→ **What you need to do**
Without the images, write out all of the following entries exactly.

begin Data supplied

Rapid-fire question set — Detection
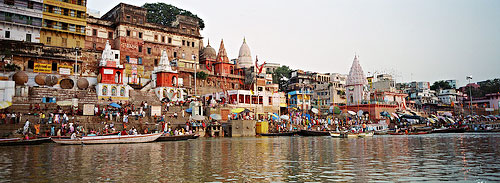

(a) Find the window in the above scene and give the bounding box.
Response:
[52,62,57,71]
[28,60,35,69]
[26,34,31,42]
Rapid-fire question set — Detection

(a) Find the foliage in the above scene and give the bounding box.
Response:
[142,3,205,30]
[196,71,208,79]
[273,65,292,91]
[431,81,451,90]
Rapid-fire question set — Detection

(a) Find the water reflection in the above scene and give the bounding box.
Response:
[0,134,500,182]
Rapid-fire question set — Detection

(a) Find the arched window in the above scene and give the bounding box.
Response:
[102,86,108,95]
[111,86,116,96]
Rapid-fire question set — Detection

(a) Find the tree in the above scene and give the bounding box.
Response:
[431,81,451,90]
[142,3,205,30]
[273,65,292,91]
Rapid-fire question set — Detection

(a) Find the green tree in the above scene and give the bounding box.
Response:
[142,3,205,29]
[431,81,451,90]
[273,65,292,91]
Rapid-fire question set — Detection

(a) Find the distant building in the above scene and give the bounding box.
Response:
[0,0,43,43]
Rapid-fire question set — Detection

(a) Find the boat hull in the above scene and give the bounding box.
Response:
[52,133,162,145]
[260,132,297,137]
[298,130,330,136]
[0,138,50,146]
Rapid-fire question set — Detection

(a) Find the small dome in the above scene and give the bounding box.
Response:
[238,39,253,68]
[202,43,217,59]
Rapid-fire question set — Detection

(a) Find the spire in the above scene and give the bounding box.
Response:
[217,39,229,63]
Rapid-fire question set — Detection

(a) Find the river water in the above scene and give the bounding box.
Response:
[0,133,500,182]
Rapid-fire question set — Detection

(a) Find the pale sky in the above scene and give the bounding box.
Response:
[87,0,500,86]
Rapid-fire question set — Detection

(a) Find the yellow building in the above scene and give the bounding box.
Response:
[40,0,87,48]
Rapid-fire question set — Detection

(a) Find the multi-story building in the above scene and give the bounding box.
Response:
[85,3,203,89]
[40,0,87,48]
[0,0,43,43]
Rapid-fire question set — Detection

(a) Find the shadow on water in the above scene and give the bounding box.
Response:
[0,134,500,182]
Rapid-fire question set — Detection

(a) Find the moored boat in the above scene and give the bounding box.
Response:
[260,132,297,136]
[297,130,330,136]
[0,138,50,146]
[52,133,163,145]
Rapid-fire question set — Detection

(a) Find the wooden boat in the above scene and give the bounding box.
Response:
[52,133,163,145]
[260,132,297,136]
[0,138,50,146]
[297,130,330,136]
[432,128,465,133]
[156,134,198,142]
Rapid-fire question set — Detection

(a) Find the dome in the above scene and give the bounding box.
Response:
[238,39,253,68]
[202,42,217,59]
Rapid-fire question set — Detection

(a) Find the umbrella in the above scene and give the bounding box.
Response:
[191,115,205,121]
[358,110,363,116]
[210,114,222,120]
[267,113,279,118]
[231,108,245,113]
[0,101,12,109]
[280,115,290,120]
[109,102,122,108]
[56,100,73,106]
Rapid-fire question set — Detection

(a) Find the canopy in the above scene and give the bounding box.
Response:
[191,115,205,121]
[56,100,73,106]
[0,101,12,109]
[280,115,290,120]
[231,108,245,113]
[210,114,222,120]
[109,102,122,108]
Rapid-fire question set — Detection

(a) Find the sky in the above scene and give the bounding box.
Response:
[87,0,500,86]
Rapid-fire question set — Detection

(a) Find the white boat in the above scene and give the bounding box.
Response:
[52,133,163,145]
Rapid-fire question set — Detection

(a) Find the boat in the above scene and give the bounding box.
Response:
[431,127,465,133]
[297,130,330,136]
[156,134,199,142]
[52,133,163,145]
[260,131,297,136]
[0,138,50,146]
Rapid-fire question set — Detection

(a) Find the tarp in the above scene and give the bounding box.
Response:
[109,102,122,108]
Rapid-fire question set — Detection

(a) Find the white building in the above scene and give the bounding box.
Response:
[0,0,43,43]
[346,56,370,105]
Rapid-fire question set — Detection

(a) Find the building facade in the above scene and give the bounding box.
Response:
[40,0,87,48]
[0,0,43,43]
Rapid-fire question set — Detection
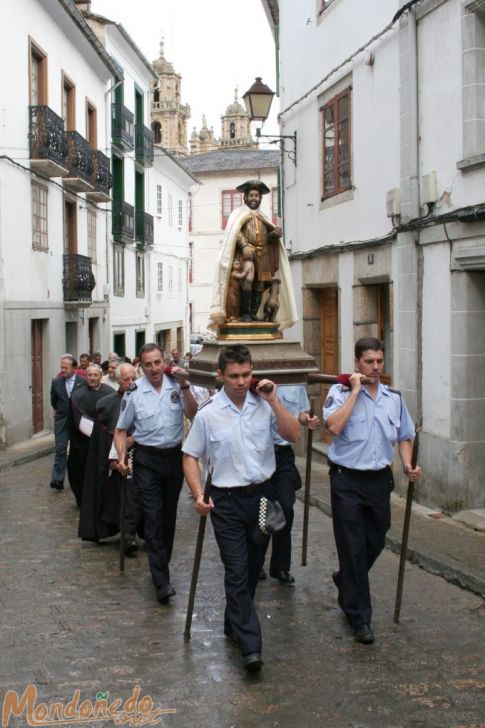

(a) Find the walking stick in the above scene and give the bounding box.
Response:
[184,470,212,640]
[120,453,128,571]
[394,420,421,624]
[301,397,315,566]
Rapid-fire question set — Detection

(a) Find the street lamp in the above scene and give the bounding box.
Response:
[242,76,296,167]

end Data supplied

→ **Result of the exercise**
Rapid-fire question set — Detection

(a) Find the window in the above scene and give the bounding box.
Response:
[52,62,57,71]
[28,60,35,69]
[26,34,31,42]
Rapid-fire question set — Detection

(a) Find the foliage in the above scene and give the bounding box.
Response:
[142,3,205,30]
[196,71,208,79]
[273,65,292,91]
[431,81,451,90]
Rapid-fire question set — Detection

(a) Find the water reflection in the above scene and give the bounding box.
Response:
[0,134,500,182]
Rapid-fire question set — Detection

(a) Find the arched window in the above scene and give the bounding box.
Response:
[102,86,108,95]
[111,86,116,96]
Rapid-fire question set — Detection

(a) Find the tree in the above scene and give the bounding box.
Response:
[431,81,451,90]
[142,3,205,30]
[273,65,292,91]
Rapid-fire question set — Detection

(a) Find the green tree in the above scene and give the bounding box.
Response:
[142,3,205,29]
[431,81,451,90]
[273,65,292,91]
Rapid-fire question set — Detection

(a) Find the distant building in the above scene and give the bounding box.
Response:
[0,0,43,43]
Rapid-fire question set — Detection

(a) Find the boat hull in the above scene and give the bounding box.
Response:
[52,133,162,145]
[260,132,297,137]
[298,130,330,136]
[0,138,50,146]
Rapid-fire question set — Detection

(a) Find the small dome in the above scene and give the bounding box.
Response:
[238,39,253,68]
[202,43,217,59]
Rapid-fire question set — Detection

(a) Find the spire in the above scene and give the bounding box.
Response:
[217,39,229,63]
Rapid-fire question set — Detection

(a) Find the river water in the above scene and give the bounding box.
Response:
[0,133,500,182]
Rapid-fire question set — Detection

(a) Find the pale sky in the above scene and give the bounding box.
Response:
[87,0,500,86]
Rapid-fire question set — Detection

(a) Find the yellow building in the above scene and give the bounding box.
Response:
[40,0,87,48]
Rapid-fire question set — Detection

(a) Find the multi-story building in the above scene and give the bounding box.
Response:
[85,3,203,89]
[40,0,87,48]
[0,0,43,43]
Rapid-fire question set — Detection

(a) Find the shadow on water in the above scene and give the bounding box.
Response:
[0,134,500,182]
Rapid-fire question set — Detection

(a) Find the moored boat in the above scene and give the bounding box.
Response:
[260,132,297,136]
[297,130,330,136]
[0,138,50,146]
[52,133,163,145]
Rapid-fire question set — Detection

(a) Find the wooden boat in the above scene and give the bounding box.
Response:
[52,133,163,145]
[260,132,297,136]
[0,138,50,146]
[297,130,330,136]
[432,128,465,133]
[156,134,198,142]
Rapid-fire question set — Detection

(a) Find the dome in the above scene and give the bounding box.
Response:
[238,39,253,68]
[202,42,217,59]
Rapid-fire question set — Detection

(a) Find the umbrella in the above scene and give the bounding box.
Response:
[191,115,205,121]
[358,110,363,116]
[210,114,222,120]
[267,113,279,118]
[231,108,245,113]
[0,101,12,109]
[280,115,290,120]
[109,102,122,108]
[56,100,73,106]
Rapid-fire question set — Detection

(a) Find the canopy in the above scene and give the bounding box.
Response:
[191,115,205,121]
[56,100,73,106]
[0,101,12,109]
[280,115,290,120]
[231,108,245,113]
[210,114,222,120]
[109,102,122,108]
Rapid-fire question set — Detection

(a) Find the sky in the above scene and give the bounding box.
Response:
[87,0,500,86]
Rapid-fire question set — Detection

(a) Find the white boat in the above scene and give the bounding box.
Response:
[52,133,163,145]
Rapid-fire question set — Detection

(a) Find the boat in the above scene and give the bounding box.
Response:
[431,127,465,133]
[297,130,330,136]
[156,134,199,142]
[52,133,163,145]
[260,131,297,136]
[0,138,50,146]
Rapid-fire question set — Detection

(a) Find the tarp in the above scene and give the bounding box.
Response:
[109,102,122,108]
Rapid-fire question set — Detection

(a) Find the white building in the above scene and give the bounding box.
Response:
[0,0,43,43]
[346,56,370,105]
Rapid-fire question set — Detection

(a) Find the building facade in the above scene and give the bounding box.
Response:
[40,0,87,48]
[0,0,43,43]
Rapid-fire question set — Detection

(a) Find the walking stick in the above scene and give the bounding box.
Response:
[184,470,212,640]
[120,453,128,571]
[394,420,421,624]
[301,397,315,566]
Rapid-fire question set — Detection

(a) Find the street lamp in the above scene and give the bounding box.
Response:
[242,76,296,167]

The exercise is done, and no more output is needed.